═════ Text section

Yeah, that sounds OK to me.

>>>>> * The answers to the above will help decide whether the wrapper is a
>>>>> separate resource (with its own parameters, operations, timeouts, etc.),
>>>>> or just a property of the main resource.
>>>>>
>>>>> * If we allow anything other than monitors to be hybridized, I think we
>>>>> get into a pacemaker-specific implementation. I don't think it's
>>>>> feasible to include this in the OCF standard -- it would essentially
>>>>> mandate pacemaker's "resource class" mechanism on all OCF users (which
>>>>> is beyond OCF's scope), and would likely break manual/scripted use
>>>>> altogether. We could possibly modify OCF so that agents so that no
>>>>> actions are mandatory, and it's up to the OCF-using software to verify
>>>>> that any actions it requires are supported. Or maybe wrappers just
>>>>> implement some actions as no-ops, and it's up to the user to know the
>>>>> limitations.
>>>>
>>>> Sure.  Hopefully you will be in Barcelona so we can discuss more?
>>>
>>> Sadly, no :)
>>>
>>> If systemctl blocks, the wrapper approach would be easiest -- the
>>> wrapper can conform to the OCF standard, and requires no special
>>> handling in pacemaker.
>>
>> Well, it would still need a common RA library which provides a
>> function for writing the systemd service override, right?
>
>That's trivial enough to put in the RA for now. Once we demonstrate this
>approach works, we can maybe include it with pacemaker somehow.

Makes sense.

>>> The hybrid approach would require some sort of "almost OCF" standard for
>>> the extender, new syntax in pacemaker to configure it, and a good bit of
>>> intelligence in pacemaker (e.g. recovery if one part of the hybrid fails
>>> or times out).
>>
>> Yeah.  I don't think I have a preference on either approach; I'd be
>> happy to go with whichever you think is best.  I guess there is an
>> argument in favour of trying out a spike on the wrapper approach
>> first, since presumably it should be much easier to implement than the
>> hybrid approach.  Thoughts?
>
>Agreed

OK, so I guess this is blocking on me to do the spike.  I'll be at the
Atlanta PTG in a couple of weeks, so if anyone else reading this
thread happens to be involved in OpenStack and attending the PTG, drop
me a line!

══════════
═════ Provided data

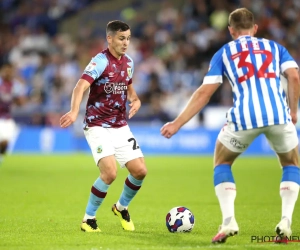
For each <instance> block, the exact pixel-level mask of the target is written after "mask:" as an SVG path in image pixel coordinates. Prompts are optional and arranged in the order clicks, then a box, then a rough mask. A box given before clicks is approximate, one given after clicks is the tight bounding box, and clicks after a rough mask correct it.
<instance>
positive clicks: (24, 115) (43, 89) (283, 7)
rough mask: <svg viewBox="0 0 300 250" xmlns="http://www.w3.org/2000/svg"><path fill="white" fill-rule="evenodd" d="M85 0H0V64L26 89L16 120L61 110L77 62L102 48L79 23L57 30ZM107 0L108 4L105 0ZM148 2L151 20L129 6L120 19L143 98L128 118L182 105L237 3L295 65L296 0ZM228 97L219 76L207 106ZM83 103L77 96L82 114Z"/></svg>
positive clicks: (262, 30)
mask: <svg viewBox="0 0 300 250" xmlns="http://www.w3.org/2000/svg"><path fill="white" fill-rule="evenodd" d="M91 2H93V1H91V0H90V1H89V0H27V1H21V0H19V1H18V0H1V1H0V16H1V17H0V18H1V20H0V33H1V35H0V64H3V63H5V62H10V63H12V64H13V65H14V67H15V76H14V77H15V78H16V79H18V81H20V82H22V83H23V84H24V86H25V87H26V90H27V91H26V101H24V102H22V104H21V105H20V104H18V105H15V106H14V107H13V110H12V111H13V114H14V117H15V118H16V120H17V121H18V122H19V123H22V124H24V125H25V124H26V125H42V126H45V125H47V126H58V123H59V117H60V116H61V114H62V113H64V112H65V111H68V110H69V107H70V97H71V93H72V89H73V87H74V86H75V84H76V82H77V80H78V78H79V77H80V76H81V73H82V71H83V69H84V68H85V66H86V65H87V64H88V63H89V61H90V59H91V58H92V57H93V56H94V55H95V54H97V53H98V52H100V51H101V50H102V49H104V48H106V46H107V45H106V40H105V34H99V33H97V32H84V31H85V28H86V27H76V28H77V29H78V34H77V36H76V37H74V36H71V35H70V34H68V33H61V32H60V31H59V27H60V24H61V22H62V21H63V20H65V19H66V18H69V17H70V16H72V15H78V14H80V11H82V10H83V9H84V7H86V6H88V5H89V4H91ZM99 2H100V1H99ZM110 2H111V3H112V4H113V0H111V1H110ZM137 2H139V3H140V4H139V8H140V6H141V3H142V2H143V0H141V1H133V6H135V5H134V3H135V4H136V3H137ZM156 2H159V3H160V4H159V8H158V10H157V12H156V16H153V17H152V18H151V19H149V18H146V17H144V16H143V15H142V14H140V13H139V12H138V11H136V13H135V14H134V15H131V16H130V18H129V19H128V20H124V21H129V22H130V24H131V28H132V40H131V45H130V48H129V50H128V54H129V55H130V56H131V57H132V58H133V60H134V61H135V72H134V76H133V77H134V86H135V89H136V91H137V93H138V95H139V96H140V99H141V101H142V104H143V105H142V108H141V110H140V111H139V113H138V115H136V116H135V117H134V118H133V121H136V122H152V123H156V122H158V123H161V122H165V121H169V120H170V119H173V118H174V117H175V116H176V115H177V114H178V113H179V112H180V111H181V110H182V108H183V107H184V105H185V104H186V102H187V100H188V99H189V97H190V96H191V94H192V92H193V91H194V90H195V89H196V88H198V87H199V86H200V84H201V82H202V79H203V77H204V75H205V73H206V72H207V69H208V65H209V60H210V59H211V57H212V56H213V54H214V53H215V52H216V51H217V50H218V49H219V48H220V47H221V46H222V45H223V44H224V43H226V42H228V41H230V40H231V38H230V36H229V34H228V30H227V25H228V15H229V13H230V12H231V11H232V10H234V9H235V8H237V7H247V8H249V9H250V10H251V11H253V13H254V14H255V17H256V23H257V24H258V25H259V30H258V34H257V36H259V37H265V38H268V39H272V40H275V41H277V42H279V43H281V44H282V45H284V46H286V47H287V48H288V50H289V51H290V53H291V55H292V56H293V57H294V58H295V59H296V60H297V62H298V64H300V53H299V52H298V44H297V43H298V41H299V39H300V15H298V13H299V10H300V1H299V0H285V1H281V0H223V1H219V0H185V1H184V0H182V1H178V0H177V1H175V2H176V3H178V2H179V3H180V4H179V5H175V4H174V1H171V0H169V1H156ZM175 6H177V7H175ZM178 6H180V7H179V8H178ZM123 17H124V16H123ZM120 18H122V16H116V17H115V18H114V19H120ZM124 18H125V17H124ZM103 25H106V23H104V24H103ZM85 98H86V97H85ZM231 104H232V94H231V87H230V85H229V84H228V83H226V81H225V84H222V85H221V87H220V88H219V90H218V91H217V92H216V93H215V95H214V96H213V98H212V99H211V101H210V105H222V106H230V105H231ZM84 109H85V102H83V103H82V113H84ZM203 119H205V117H203V115H202V113H201V114H199V116H196V117H195V118H194V119H193V120H192V121H191V122H190V123H189V124H190V126H192V127H193V126H199V125H201V122H202V120H203ZM80 122H81V121H80Z"/></svg>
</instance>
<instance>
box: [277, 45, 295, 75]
mask: <svg viewBox="0 0 300 250" xmlns="http://www.w3.org/2000/svg"><path fill="white" fill-rule="evenodd" d="M277 45H278V48H279V58H280V59H279V60H280V70H281V72H282V73H283V72H284V71H285V70H287V69H290V68H296V69H299V66H298V64H297V63H296V61H295V60H294V58H293V57H292V56H291V55H290V53H289V52H288V51H287V49H286V48H285V47H283V46H282V45H280V44H277Z"/></svg>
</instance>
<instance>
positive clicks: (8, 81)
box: [0, 63, 27, 164]
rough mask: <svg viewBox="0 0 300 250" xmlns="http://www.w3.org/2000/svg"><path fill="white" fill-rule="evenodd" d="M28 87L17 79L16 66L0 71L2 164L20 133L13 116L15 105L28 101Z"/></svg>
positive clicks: (7, 65)
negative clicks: (10, 146) (27, 95)
mask: <svg viewBox="0 0 300 250" xmlns="http://www.w3.org/2000/svg"><path fill="white" fill-rule="evenodd" d="M26 91H27V89H26V86H25V85H24V84H23V83H22V82H20V81H18V80H17V79H16V78H15V69H14V66H13V65H12V64H10V63H5V64H3V65H2V67H1V70H0V164H1V162H2V161H3V158H4V155H5V153H6V152H7V149H8V146H9V143H10V142H11V141H12V139H13V138H14V137H15V136H16V135H17V133H18V126H17V124H16V123H15V121H14V119H13V118H12V115H11V108H12V105H13V103H21V102H23V101H25V100H26V97H25V96H26Z"/></svg>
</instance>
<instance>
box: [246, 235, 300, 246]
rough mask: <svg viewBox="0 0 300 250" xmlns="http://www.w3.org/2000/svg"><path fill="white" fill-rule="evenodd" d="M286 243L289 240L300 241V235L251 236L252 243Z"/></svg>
mask: <svg viewBox="0 0 300 250" xmlns="http://www.w3.org/2000/svg"><path fill="white" fill-rule="evenodd" d="M270 242H273V243H285V244H287V243H288V242H300V236H295V235H293V236H290V237H283V238H282V237H280V236H274V235H264V236H263V235H262V236H258V235H256V236H254V235H253V236H251V243H270Z"/></svg>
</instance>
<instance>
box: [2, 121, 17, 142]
mask: <svg viewBox="0 0 300 250" xmlns="http://www.w3.org/2000/svg"><path fill="white" fill-rule="evenodd" d="M17 134H18V127H17V125H16V123H15V121H14V120H13V119H0V141H9V142H10V141H12V140H13V139H14V138H15V137H16V136H17Z"/></svg>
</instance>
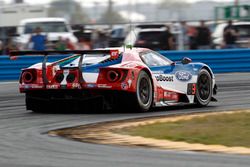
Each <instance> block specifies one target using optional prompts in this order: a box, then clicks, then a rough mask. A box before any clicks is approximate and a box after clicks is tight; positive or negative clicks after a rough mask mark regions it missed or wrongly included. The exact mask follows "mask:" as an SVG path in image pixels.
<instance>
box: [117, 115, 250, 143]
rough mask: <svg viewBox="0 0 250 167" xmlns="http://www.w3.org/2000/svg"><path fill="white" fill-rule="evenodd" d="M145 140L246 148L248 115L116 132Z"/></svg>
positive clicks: (247, 140) (157, 124)
mask: <svg viewBox="0 0 250 167" xmlns="http://www.w3.org/2000/svg"><path fill="white" fill-rule="evenodd" d="M118 133H121V134H128V135H132V136H143V137H146V138H155V139H165V140H173V141H185V142H188V143H203V144H220V145H225V146H244V147H250V113H246V112H245V113H244V112H240V113H234V114H221V115H211V116H207V117H204V118H193V119H191V120H186V121H178V122H167V123H155V124H151V125H145V126H138V127H133V128H127V129H122V130H119V131H118Z"/></svg>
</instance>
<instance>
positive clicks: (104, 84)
mask: <svg viewBox="0 0 250 167" xmlns="http://www.w3.org/2000/svg"><path fill="white" fill-rule="evenodd" d="M97 87H98V88H108V89H109V88H112V86H109V85H107V84H98V85H97Z"/></svg>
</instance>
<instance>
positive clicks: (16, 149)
mask: <svg viewBox="0 0 250 167" xmlns="http://www.w3.org/2000/svg"><path fill="white" fill-rule="evenodd" d="M216 78H217V84H218V87H219V94H218V96H217V98H218V100H219V102H218V103H211V104H210V105H209V107H206V108H202V109H200V108H190V107H187V108H186V109H183V108H180V107H179V108H170V109H163V110H161V111H157V112H151V113H140V114H128V113H127V114H119V113H112V114H62V113H61V114H60V113H59V114H35V113H32V112H30V111H26V110H25V106H24V96H23V95H20V94H19V93H18V88H17V83H0V167H2V166H3V167H24V166H25V167H26V166H41V167H45V166H46V167H50V166H51V167H52V166H53V167H54V166H55V167H56V166H58V167H74V166H75V167H80V166H81V167H83V166H86V167H112V166H119V167H120V166H121V167H130V166H131V167H132V166H133V167H163V166H171V167H182V166H183V167H190V166H192V167H194V166H197V167H211V166H215V167H236V166H237V167H249V166H250V157H249V156H239V155H224V154H212V153H209V154H208V153H197V152H181V151H163V150H157V149H146V148H130V147H119V146H118V147H117V146H106V145H95V144H88V143H80V142H76V141H70V140H66V139H63V138H58V137H50V136H48V135H47V134H46V132H47V131H49V130H52V129H57V128H62V127H70V126H75V125H83V124H89V123H96V122H103V121H111V120H119V119H128V118H138V117H148V116H159V115H169V114H176V113H186V112H197V111H204V112H205V111H206V112H207V111H212V110H216V111H223V110H227V109H238V108H250V103H249V102H250V74H249V73H241V74H240V73H238V74H220V75H217V76H216ZM211 126H212V125H211Z"/></svg>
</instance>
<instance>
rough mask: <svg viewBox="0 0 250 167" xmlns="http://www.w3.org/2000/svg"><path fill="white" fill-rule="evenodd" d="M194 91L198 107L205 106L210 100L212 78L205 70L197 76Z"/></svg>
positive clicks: (201, 72) (208, 72)
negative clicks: (196, 87) (195, 87)
mask: <svg viewBox="0 0 250 167" xmlns="http://www.w3.org/2000/svg"><path fill="white" fill-rule="evenodd" d="M196 87H197V89H196V96H195V97H196V103H197V105H198V106H200V107H202V106H207V105H208V104H209V102H210V101H211V98H212V92H213V90H212V77H211V75H210V73H209V72H208V71H207V70H206V69H202V70H201V71H200V73H199V75H198V79H197V86H196Z"/></svg>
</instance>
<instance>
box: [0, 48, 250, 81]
mask: <svg viewBox="0 0 250 167" xmlns="http://www.w3.org/2000/svg"><path fill="white" fill-rule="evenodd" d="M159 53H161V54H162V55H164V56H166V57H168V58H169V59H171V60H173V61H180V60H181V59H182V58H183V57H189V58H191V59H192V60H193V62H203V63H206V64H208V65H209V66H210V67H211V68H212V70H213V72H214V73H226V72H250V49H234V50H229V49H228V50H194V51H159ZM64 57H65V55H64V56H61V55H60V56H51V57H49V59H48V62H52V61H56V60H59V59H62V58H64ZM42 59H43V57H42V56H25V57H24V56H23V57H22V56H21V57H19V58H18V59H17V60H10V59H9V56H6V55H5V56H0V81H4V80H5V81H9V80H17V79H18V78H19V75H20V71H21V69H22V68H26V67H29V66H30V65H32V64H35V63H38V62H41V61H42Z"/></svg>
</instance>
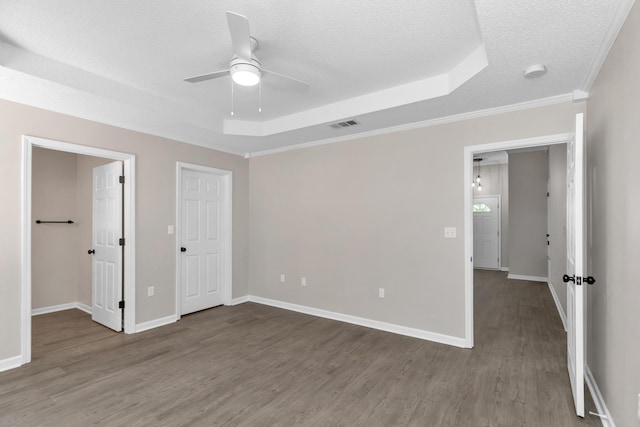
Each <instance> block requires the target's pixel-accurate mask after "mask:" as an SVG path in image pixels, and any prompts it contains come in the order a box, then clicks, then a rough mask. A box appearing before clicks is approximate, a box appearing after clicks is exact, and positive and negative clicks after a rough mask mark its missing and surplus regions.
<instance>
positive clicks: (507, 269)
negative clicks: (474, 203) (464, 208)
mask: <svg viewBox="0 0 640 427" xmlns="http://www.w3.org/2000/svg"><path fill="white" fill-rule="evenodd" d="M479 156H480V157H482V155H479ZM480 172H481V177H480V179H481V181H482V190H478V187H474V189H473V195H474V196H476V197H478V196H485V195H487V196H500V250H501V252H502V253H501V256H500V268H501V269H503V270H508V269H509V166H508V165H507V164H506V163H505V164H501V165H488V166H481V168H480Z"/></svg>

══════════

▸ **Problem set**
(1) Answer these questions about the pacemaker thread:
(a) If systemctl blocks, what standard can the wrapper conform to?
(b) In which city did one participant hope the other would be so they could discuss more?
(c) What event does the final writer say they will attend in a couple of weeks?
(2) Reproduce the pacemaker thread word for word, everything from "Yeah, that sounds" down to "the main resource.".
The listing was gathered from a different source than the text.

▸ **Answers for this exercise**
(1)
(a) The OCF standard.
(b) Barcelona.
(c) The Atlanta PTG.

(2)
Yeah, that sounds OK to me.

>>>>> * The answers to the above will help decide whether the wrapper is a
>>>>> separate resource (with its own parameters, operations, timeouts, etc.),
>>>>> or just a property of the main resource.